- **Tâches demandées**
1. Transcrivez fidèlement le passage du texte sur le nouveau CEP qui commence par « L’objectif de ce » et se poursuit jusqu'à « loin d’être garantie. ».
2. Prolongez le texte sur le nouveau CEP à partir de sa dernière phrase.

- **Extrait fourni**

Après des mois de tergiversations, le Président du Conseil Président de Transition, Monsieur Edgard LEBLANC Fils, accompagné des Conseillers-Présidents, et du Premier Ministre, Monsieur Garry CONILLE, a annoncé avoir pris l’arrêté désignant les membres du CEP, suite à un conseil des ministres.
Les personnalités choisies sont :
– Jacceus Joseph (secteur paysan)
– Schnaïda Adely (secteur vaudou)
– Nemrod Sanon (secteur syndical)
– Florence Mathieu (secteur universitaire)
– Patrick Saint-Hilaire (secteur catholique)
– Jacques Desrosiers (secteur presse)
– Peterson Pierre-Louis (secteur protestant)
Cependant, il manque toujours deux membres issus des secteurs des Droits Humains et des Femmes. Le secteur des femmes n’a pas encore réussi à s’accorder sur un(e) représentant(e), tandis que le représentant élu du secteur des Droits Humains, Monsieur Gédéon Jean, s’est vu exclu du CEP.
L’exclusion de Gédéon Jean a suscité une vive réaction. L’Ordre des Défenseurs des Droits Humains (ORDEDH, a dénoncé, en conférence de presse ce jeudi 19 septembre, cette décision, qu’il considère comme une manœuvre orchestrée par Pierre Espérance, directeur exécutif du Réseau National de Défense des Droits Humains (RNDDH). Selon Dabenzky Gilbert, représentant de l’ORDEDH, Pierre Espérance a utilisé Fritz Jean pour évincer Gédéon Jean, autrefois son protégé.
L’objectif de ce nouveau CEP est clair : organiser des élections pour doter Haïti de nouveaux dirigeants d’ici le 7 février 2026. Toutefois, cette mission s’avère d’autant plus complexe dans un contexte de crise sociopolitique exacerbé, où la stabilité politique est loin d’être garantie.
D’autres en plus, le pays est gangrené par des groupes armés qui contrôlent la majeure partie de Port-au-Prince, la capitale, et répandent la terreur au sein de la population.
Dans ces conditions, il est donc légitime de demander quelles élections sont possibles aujourd’hui ?
Cette nomination, loin de rassurer la population et les acteurs politiques, vient plutôt renforcer les doutes sur l’issue de ce processus qui, sans véritable transition, pourrait aggraver la situation du pays.
Les élections en Haïti, une source d’instabilité politique
Dans un pays marqué par une succession de gouvernements de transition, les élections n’ont cessé d’être une source d’instabilité. Au lieu d’apporter les changements espérés, elles sont souvent perçues comme des exercices de façade, largement influencées par des forces extérieures, en particulier les États-Unis. Cette nouvelle tentative de mise en place d’un CEP omni pretio, après la visite du secrétaire d’État américain en Haïti, Antony Blinken, le 5 septembre dernier, s’inscrit, à bien des égards, dans une dynamique similaire.

- **Matériaux fournis**
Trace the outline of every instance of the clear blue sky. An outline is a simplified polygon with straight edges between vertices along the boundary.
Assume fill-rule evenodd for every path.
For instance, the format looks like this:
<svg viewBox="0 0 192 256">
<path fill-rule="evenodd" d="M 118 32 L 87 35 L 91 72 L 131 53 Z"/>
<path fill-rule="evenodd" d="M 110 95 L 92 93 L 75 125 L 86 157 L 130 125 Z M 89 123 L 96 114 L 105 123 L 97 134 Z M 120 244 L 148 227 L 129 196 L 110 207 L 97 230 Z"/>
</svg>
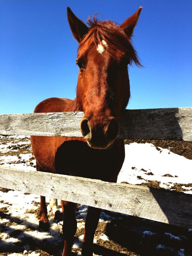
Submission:
<svg viewBox="0 0 192 256">
<path fill-rule="evenodd" d="M 77 43 L 66 7 L 85 22 L 121 24 L 143 7 L 133 38 L 145 67 L 129 68 L 129 109 L 192 106 L 191 0 L 0 0 L 0 114 L 76 97 Z"/>
</svg>

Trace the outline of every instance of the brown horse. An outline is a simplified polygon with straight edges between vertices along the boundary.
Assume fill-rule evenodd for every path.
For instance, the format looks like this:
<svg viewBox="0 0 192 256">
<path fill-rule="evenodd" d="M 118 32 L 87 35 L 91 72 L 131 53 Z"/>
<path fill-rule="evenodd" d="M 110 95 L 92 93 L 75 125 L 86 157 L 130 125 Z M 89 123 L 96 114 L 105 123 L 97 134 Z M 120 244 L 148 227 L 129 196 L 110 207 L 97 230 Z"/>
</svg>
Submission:
<svg viewBox="0 0 192 256">
<path fill-rule="evenodd" d="M 52 98 L 36 108 L 35 112 L 83 111 L 80 124 L 83 137 L 31 136 L 38 171 L 116 182 L 125 157 L 123 139 L 117 139 L 119 121 L 130 97 L 127 66 L 141 65 L 131 37 L 142 7 L 121 25 L 88 19 L 89 26 L 69 7 L 67 16 L 79 45 L 76 97 Z M 63 184 L 65 186 L 65 184 Z M 61 201 L 63 216 L 63 256 L 71 255 L 76 230 L 76 204 Z M 82 255 L 93 254 L 94 236 L 100 209 L 89 207 Z M 45 197 L 41 196 L 40 228 L 49 227 Z"/>
</svg>

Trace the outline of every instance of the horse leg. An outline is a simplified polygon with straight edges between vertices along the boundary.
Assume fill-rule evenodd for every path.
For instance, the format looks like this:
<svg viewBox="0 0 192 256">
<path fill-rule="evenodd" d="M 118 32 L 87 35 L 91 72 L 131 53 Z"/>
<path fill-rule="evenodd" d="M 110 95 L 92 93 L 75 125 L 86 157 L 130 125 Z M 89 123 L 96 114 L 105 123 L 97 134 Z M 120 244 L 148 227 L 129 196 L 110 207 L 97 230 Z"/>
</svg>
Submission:
<svg viewBox="0 0 192 256">
<path fill-rule="evenodd" d="M 58 208 L 57 199 L 51 198 L 49 205 L 52 211 L 52 216 L 56 220 L 60 221 L 63 219 L 63 214 Z"/>
<path fill-rule="evenodd" d="M 70 256 L 74 237 L 77 230 L 76 204 L 63 200 L 61 202 L 63 214 L 63 231 L 64 237 L 64 248 L 62 256 Z"/>
<path fill-rule="evenodd" d="M 39 215 L 39 229 L 44 231 L 47 231 L 49 228 L 49 219 L 47 217 L 47 209 L 45 202 L 45 197 L 41 195 L 40 203 L 40 211 Z"/>
<path fill-rule="evenodd" d="M 82 256 L 93 256 L 93 243 L 98 225 L 101 209 L 89 207 L 85 220 L 84 237 L 82 245 Z"/>
</svg>

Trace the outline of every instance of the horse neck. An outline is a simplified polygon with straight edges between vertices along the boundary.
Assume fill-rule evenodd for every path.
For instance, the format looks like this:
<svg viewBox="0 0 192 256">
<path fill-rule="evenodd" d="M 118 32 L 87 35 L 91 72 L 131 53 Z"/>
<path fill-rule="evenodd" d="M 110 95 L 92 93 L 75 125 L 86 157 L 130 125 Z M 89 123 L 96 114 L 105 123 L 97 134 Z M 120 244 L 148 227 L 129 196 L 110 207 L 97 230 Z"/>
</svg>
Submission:
<svg viewBox="0 0 192 256">
<path fill-rule="evenodd" d="M 82 111 L 78 106 L 76 98 L 68 103 L 66 111 L 67 112 Z"/>
</svg>

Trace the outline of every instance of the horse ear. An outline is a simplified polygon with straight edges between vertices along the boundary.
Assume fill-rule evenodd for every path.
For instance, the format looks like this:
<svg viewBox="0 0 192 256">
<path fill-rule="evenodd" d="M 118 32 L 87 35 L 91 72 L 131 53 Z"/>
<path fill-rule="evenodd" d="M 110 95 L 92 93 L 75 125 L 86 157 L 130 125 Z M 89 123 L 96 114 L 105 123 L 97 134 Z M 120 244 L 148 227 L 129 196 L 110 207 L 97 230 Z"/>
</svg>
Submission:
<svg viewBox="0 0 192 256">
<path fill-rule="evenodd" d="M 142 9 L 143 7 L 141 6 L 133 15 L 128 18 L 120 26 L 129 38 L 132 36 L 134 28 L 136 26 Z"/>
<path fill-rule="evenodd" d="M 78 19 L 69 7 L 67 7 L 67 18 L 71 30 L 75 39 L 79 43 L 83 36 L 88 32 L 85 24 Z"/>
</svg>

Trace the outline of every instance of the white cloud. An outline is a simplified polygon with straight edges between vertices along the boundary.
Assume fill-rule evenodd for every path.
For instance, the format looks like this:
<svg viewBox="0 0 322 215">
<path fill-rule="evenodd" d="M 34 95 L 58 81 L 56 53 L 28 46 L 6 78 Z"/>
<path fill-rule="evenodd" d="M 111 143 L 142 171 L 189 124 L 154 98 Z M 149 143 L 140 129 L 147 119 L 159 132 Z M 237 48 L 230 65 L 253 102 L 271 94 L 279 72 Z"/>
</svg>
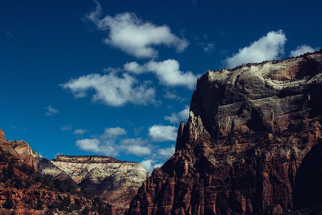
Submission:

- **Réponses**
1.
L’objectif de ce nouveau CEP est clair : organiser des élections pour doter Haïti de nouveaux dirigeants d’ici le 7 février 2026. Toutefois, cette mission s’avère d’autant plus complexe dans un contexte de crise sociopolitique exacerbé, où la stabilité politique est loin d’être garantie.

2.
L’absence de véritables réformes pour remettre sur pied les institutions de l’État, combinée à la pression internationale pour organiser des élections illico presto, rend cette transition, menée par ce conseil de neuf membres, encore plus fragile. Pour de nombreux observateurs, cette précipitation est vouée à l’échec et ne résoudra en rien la profonde crise que traverse Haïti.
Le poids des scandales de corruption au sommet de l’État
En plus de l’incapacité à former un CEP complet, l’actuelle transition est entachée par des scandales de corruption. Trois membres du Conseil Présidentiel de Transition (CPT), Louis Gérald Gilles, Smith Augustin et Emmanuel Vertilaire, se trouvent actuellement au cœur d’une vaste affaire de corruption administrative, minant ainsi la crédibilité de l’organe chargé de superviser cette phase critique du pays.
« Ce cas de corruption est une preuve palpable que le CPT n’a pas la crédibilité de conduire le processus électoral » a déclaré Wadner Edouard, président du parti politique Rassemblement des démocrates nationaux progressistes (RDNP), en conférence de presse le lundi 29 juillet 2024.
Cette nouvelle controverse plonge encore plus Haïti dans le chaos. Dans un contexte où la méfiance envers les dirigeants est généralisée, les accusations de malversations au plus haut niveau de l’État jettent une ombre sur le processus électoral à venir.
Une crise de plus en route ?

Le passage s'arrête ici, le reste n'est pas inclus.